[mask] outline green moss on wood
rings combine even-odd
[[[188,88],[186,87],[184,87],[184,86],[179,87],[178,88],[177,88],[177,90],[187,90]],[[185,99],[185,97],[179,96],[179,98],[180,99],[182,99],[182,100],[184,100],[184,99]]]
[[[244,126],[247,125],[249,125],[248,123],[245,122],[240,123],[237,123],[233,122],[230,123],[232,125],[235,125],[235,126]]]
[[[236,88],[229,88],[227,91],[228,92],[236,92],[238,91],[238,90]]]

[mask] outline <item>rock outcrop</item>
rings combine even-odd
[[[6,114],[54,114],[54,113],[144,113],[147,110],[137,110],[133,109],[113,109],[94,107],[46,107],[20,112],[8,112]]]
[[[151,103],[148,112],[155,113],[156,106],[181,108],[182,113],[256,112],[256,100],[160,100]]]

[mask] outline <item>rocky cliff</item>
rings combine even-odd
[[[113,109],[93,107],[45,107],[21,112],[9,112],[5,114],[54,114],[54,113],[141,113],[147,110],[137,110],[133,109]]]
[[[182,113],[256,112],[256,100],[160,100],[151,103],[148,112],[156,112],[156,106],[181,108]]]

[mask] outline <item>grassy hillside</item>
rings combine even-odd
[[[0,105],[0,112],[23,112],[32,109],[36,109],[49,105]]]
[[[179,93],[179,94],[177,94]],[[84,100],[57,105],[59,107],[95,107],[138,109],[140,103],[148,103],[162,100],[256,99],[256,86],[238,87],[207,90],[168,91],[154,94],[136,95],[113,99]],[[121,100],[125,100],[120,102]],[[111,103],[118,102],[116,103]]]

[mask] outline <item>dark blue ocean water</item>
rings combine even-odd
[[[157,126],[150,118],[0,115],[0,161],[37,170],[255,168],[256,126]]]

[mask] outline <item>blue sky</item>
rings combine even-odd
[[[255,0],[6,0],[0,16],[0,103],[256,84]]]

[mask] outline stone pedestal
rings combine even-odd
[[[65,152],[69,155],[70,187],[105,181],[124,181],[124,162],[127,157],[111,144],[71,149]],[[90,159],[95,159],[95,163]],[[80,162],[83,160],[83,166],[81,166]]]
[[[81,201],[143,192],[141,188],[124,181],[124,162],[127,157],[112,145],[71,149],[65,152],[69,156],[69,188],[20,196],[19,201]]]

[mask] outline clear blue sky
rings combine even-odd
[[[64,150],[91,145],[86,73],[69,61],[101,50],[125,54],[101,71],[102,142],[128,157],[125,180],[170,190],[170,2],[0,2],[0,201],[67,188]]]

◆ ◆ ◆ ◆ ◆

Scale every line from the line with "[mask] outline <item>grassy hillside</item>" to the line with "[[[255,0],[6,0],[0,16],[0,103],[256,84]]]", and write them all out again. Multiply each outline coordinate by 0.45 and round it to a whole number, with halves rounded up. Leave all other text on those lines unchanged.

◆ **Solution to this problem**
[mask] outline <item>grassy hillside</item>
rings combine even-odd
[[[0,47],[0,50],[10,50],[14,49],[16,49],[22,47]]]
[[[81,42],[81,42],[80,42]],[[38,45],[26,47],[27,48],[43,48],[62,49],[63,46],[67,46],[73,45],[115,45],[115,39],[107,39],[93,41],[76,41],[69,42],[61,43],[51,45]],[[54,45],[56,45],[54,46]],[[50,46],[53,46],[52,46]]]

[mask] outline <item>dark blue ocean water</item>
rings combine even-odd
[[[71,57],[68,53],[0,52],[0,72],[17,77],[115,76],[115,57]]]

[mask] outline <item>blue sky</item>
rings combine even-odd
[[[115,0],[3,0],[0,7],[0,46],[115,38]]]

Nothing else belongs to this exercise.